### [Text section]
Hernando County is looking for a complicated answer to a simple question: How do you ensure the solvency of the county utility system? Establishing market rates for water and sewer service is a logical solution. Customer payments will take care of the overhead, plus pay off the debt to modernize the system.
But three years ago, Hernando commissioners chose to keep rates artificially low as they embarked on a $150 million renovation including consolidating small sewage treatment sites into regional plants. The financial community's response to the commission's short-sightedness came last month when Moody's Investors Services lowered Hernando's bond rating. It likely means future borrowing could carry higher interest rates and greater long-term expense to utility customers.
The lack of political will on the commission isn't entirely to blame. Hoped-for federal stimulus dollars never materialized and the prolonged economic doldrums meant few new customer connections because of little new construction activity.

### [Explore the material]
a) Answer these questions about the passage on Hernando County's utility system:
(i) What does the passage call a logical solution for keeping the utility system solvent?
(ii) How much did the renovation that commissioners began three years ago cost?
(iii) What hoped-for funding never materialized?
b) Output the passage on Hernando County's utility system verbatim from "But three years" to "to utility customers.".

### [Dataset content]
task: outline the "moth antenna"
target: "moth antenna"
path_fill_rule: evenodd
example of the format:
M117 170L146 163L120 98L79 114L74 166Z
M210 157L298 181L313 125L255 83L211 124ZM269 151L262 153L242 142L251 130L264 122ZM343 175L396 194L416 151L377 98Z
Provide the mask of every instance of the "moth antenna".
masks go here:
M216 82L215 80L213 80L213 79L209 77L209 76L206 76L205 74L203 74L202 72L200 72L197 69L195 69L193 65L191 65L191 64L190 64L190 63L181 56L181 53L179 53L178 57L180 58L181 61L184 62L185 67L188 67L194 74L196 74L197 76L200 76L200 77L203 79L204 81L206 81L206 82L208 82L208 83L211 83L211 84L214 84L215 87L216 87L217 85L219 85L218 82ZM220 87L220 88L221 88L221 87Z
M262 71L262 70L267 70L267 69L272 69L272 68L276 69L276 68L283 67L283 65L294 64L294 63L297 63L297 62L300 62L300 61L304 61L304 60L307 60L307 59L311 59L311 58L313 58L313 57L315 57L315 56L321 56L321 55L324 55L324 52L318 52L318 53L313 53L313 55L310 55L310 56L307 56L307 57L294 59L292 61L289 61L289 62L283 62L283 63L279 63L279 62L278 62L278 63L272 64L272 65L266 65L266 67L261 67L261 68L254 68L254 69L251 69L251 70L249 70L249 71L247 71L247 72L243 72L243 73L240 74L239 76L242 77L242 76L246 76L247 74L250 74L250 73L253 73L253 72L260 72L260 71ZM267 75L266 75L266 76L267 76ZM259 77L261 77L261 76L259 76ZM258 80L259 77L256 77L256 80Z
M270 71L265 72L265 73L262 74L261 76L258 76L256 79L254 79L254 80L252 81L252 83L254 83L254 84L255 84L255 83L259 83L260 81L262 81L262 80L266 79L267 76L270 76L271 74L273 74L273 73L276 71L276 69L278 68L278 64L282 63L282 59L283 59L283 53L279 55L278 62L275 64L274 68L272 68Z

### [Answers for this exercise]
a)
(i) Establishing market rates for water and sewer service.
(ii) $150 million.
(iii) Federal stimulus dollars.

b)
But three years ago, Hernando commissioners chose to keep rates artificially low as they embarked on a $150 million renovation including consolidating small sewage treatment sites into regional plants. The financial community's response to the commission's short-sightedness came last month when Moody's Investors Services lowered Hernando's bond rating. It likely means future borrowing could carry higher interest rates and greater long-term expense to utility customers.